Day 107: Kigali
We slept reasonably well, had breakfast, chatted, and then set out to take out COMESA insurance. This is in addition to our German insurance and might reassure the police.
What wasn't possible in Uganda works here. First, take out insurance for Rwanda and then COMESA – it costs us around 70 euros for three months.
We meet Ian and Cath for lunch at Cafe Camellia Plaza. We can walk and leave the car in the insurance company's parking lot. Kigali reminds us a little of Taipei. Busy, full of small, old-fashioned shops and modern buildings with cool stores.
And then we both visit the Genocide Museum. So depressing! In 1994, around 250,000 Tutsi were slaughtered in Kigali alone, and about a million people across the country. Systematically and in a short period of time. Neighbors, friends, spouses, children. Targeted rapes by HIV-infected men. And the world looked the other way, for far too long. What a national trauma.
And even if there may be an ancient history to the conflict, a categorization of people during the Belgian colonial period laid the foundation for the escalation: people with more than 10 cows were declared Tutsi, people with fewer than 10 cows Hutu. So it's not really about ethnicity, but rather about rich and poor.
Last night, we had already discussed the memorial and the events, and a local man came to our table. A little drunk, the emotional floodgates opened and gave us an idea of what this man might have experienced.

DATA RECORDS
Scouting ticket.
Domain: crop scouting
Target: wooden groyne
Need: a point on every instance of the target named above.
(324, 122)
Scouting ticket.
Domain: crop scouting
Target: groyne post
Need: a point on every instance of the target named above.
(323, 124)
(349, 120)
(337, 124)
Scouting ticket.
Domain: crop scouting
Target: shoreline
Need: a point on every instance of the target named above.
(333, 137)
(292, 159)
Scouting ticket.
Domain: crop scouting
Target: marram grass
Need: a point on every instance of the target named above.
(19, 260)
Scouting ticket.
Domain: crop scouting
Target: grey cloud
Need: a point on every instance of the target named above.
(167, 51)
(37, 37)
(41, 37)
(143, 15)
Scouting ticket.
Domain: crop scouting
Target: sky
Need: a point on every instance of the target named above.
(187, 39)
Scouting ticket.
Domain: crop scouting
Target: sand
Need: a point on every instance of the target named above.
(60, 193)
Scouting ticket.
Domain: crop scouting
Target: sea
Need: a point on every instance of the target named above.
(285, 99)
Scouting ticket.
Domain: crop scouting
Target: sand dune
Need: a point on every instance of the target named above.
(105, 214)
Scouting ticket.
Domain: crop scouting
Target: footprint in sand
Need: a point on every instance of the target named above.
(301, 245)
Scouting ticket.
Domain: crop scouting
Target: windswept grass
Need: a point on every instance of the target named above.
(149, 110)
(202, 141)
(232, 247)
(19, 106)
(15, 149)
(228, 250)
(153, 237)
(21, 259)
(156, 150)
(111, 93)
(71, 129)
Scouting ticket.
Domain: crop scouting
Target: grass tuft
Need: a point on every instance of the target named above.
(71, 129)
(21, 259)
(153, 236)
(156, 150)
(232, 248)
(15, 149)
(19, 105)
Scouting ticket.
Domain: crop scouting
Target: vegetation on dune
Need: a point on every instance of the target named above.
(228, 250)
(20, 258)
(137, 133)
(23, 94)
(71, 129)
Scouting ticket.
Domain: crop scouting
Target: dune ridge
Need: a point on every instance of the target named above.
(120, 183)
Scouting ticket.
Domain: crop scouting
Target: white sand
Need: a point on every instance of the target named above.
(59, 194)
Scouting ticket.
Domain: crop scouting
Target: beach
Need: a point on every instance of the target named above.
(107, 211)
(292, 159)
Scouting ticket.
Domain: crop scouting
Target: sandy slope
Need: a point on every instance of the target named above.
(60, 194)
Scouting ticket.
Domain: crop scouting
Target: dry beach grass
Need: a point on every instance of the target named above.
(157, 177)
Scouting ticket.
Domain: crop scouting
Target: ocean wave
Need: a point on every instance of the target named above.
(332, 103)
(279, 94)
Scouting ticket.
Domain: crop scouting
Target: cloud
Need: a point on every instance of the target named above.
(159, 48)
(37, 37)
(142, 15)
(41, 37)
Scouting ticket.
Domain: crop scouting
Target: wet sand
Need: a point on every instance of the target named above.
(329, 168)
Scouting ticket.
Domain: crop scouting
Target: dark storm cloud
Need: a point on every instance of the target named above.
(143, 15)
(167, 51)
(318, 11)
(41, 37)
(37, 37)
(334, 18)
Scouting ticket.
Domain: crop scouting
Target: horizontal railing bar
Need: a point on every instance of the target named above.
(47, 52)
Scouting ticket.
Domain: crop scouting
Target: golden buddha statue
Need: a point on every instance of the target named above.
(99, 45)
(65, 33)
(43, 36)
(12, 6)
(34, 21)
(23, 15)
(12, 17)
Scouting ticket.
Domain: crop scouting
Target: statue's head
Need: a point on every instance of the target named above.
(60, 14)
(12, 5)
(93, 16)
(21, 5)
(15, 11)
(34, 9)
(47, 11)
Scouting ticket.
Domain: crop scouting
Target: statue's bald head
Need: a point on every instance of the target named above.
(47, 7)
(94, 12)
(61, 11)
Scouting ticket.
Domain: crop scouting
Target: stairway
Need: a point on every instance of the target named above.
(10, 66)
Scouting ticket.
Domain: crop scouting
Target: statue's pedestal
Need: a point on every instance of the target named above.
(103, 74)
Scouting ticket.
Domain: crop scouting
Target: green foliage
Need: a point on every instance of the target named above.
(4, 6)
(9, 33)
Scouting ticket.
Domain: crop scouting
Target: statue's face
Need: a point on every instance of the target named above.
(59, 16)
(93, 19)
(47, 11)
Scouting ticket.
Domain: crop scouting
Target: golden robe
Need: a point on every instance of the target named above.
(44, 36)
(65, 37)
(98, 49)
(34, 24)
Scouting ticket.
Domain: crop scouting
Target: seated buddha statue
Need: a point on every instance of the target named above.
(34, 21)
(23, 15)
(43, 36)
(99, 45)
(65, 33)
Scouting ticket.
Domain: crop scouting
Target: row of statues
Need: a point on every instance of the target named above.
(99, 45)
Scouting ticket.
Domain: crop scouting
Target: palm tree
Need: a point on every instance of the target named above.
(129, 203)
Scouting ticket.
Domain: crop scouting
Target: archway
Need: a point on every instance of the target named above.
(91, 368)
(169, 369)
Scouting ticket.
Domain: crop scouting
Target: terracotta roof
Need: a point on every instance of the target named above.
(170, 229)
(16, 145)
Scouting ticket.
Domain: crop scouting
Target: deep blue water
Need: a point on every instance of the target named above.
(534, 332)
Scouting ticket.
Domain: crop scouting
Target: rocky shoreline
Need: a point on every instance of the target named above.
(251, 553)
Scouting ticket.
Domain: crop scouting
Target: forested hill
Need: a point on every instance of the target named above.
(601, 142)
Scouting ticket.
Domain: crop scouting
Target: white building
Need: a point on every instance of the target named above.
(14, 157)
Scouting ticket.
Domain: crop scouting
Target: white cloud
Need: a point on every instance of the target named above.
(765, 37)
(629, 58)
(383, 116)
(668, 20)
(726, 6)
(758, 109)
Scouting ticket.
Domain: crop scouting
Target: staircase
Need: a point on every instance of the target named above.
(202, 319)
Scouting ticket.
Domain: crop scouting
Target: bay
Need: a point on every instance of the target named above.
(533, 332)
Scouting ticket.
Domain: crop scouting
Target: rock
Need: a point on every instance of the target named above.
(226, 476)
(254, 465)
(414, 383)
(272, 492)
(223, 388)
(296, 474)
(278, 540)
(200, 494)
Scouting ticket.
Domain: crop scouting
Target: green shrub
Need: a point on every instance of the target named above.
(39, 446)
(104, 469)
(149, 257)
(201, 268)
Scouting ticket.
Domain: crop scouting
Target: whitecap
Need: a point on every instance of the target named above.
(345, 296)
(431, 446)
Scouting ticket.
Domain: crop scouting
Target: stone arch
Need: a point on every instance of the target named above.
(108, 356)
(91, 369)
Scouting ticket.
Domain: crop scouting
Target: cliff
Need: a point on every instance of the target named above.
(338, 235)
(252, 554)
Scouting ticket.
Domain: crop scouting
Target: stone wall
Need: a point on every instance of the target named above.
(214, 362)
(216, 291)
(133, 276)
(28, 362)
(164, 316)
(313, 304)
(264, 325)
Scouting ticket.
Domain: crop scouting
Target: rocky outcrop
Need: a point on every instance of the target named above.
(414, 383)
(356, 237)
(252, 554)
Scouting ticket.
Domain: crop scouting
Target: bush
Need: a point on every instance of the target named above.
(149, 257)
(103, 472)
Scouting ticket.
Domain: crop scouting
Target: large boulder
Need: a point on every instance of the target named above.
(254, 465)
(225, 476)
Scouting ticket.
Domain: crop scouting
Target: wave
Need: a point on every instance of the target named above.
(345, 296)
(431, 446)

ASSIGNED TASK
Give back the whole Kigali diary entry word for word. The rows are separate material and have no connection to the Kigali diary entry.

WRITTEN REPLY
Day 107: Kigali
We slept reasonably well, had breakfast, chatted, and then set out to take out COMESA insurance. This is in addition to our German insurance and might reassure the police.
What wasn't possible in Uganda works here. First, take out insurance for Rwanda and then COMESA – it costs us around 70 euros for three months.
We meet Ian and Cath for lunch at Cafe Camellia Plaza. We can walk and leave the car in the insurance company's parking lot. Kigali reminds us a little of Taipei. Busy, full of small, old-fashioned shops and modern buildings with cool stores.
And then we both visit the Genocide Museum. So depressing! In 1994, around 250,000 Tutsi were slaughtered in Kigali alone, and about a million people across the country. Systematically and in a short period of time. Neighbors, friends, spouses, children. Targeted rapes by HIV-infected men. And the world looked the other way, for far too long. What a national trauma.
And even if there may be an ancient history to the conflict, a categorization of people during the Belgian colonial period laid the foundation for the escalation: people with more than 10 cows were declared Tutsi, people with fewer than 10 cows Hutu. So it's not really about ethnicity, but rather about rich and poor.
Last night, we had already discussed the memorial and the events, and a local man came to our table. A little drunk, the emotional floodgates opened and gave us an idea of what this man might have experienced.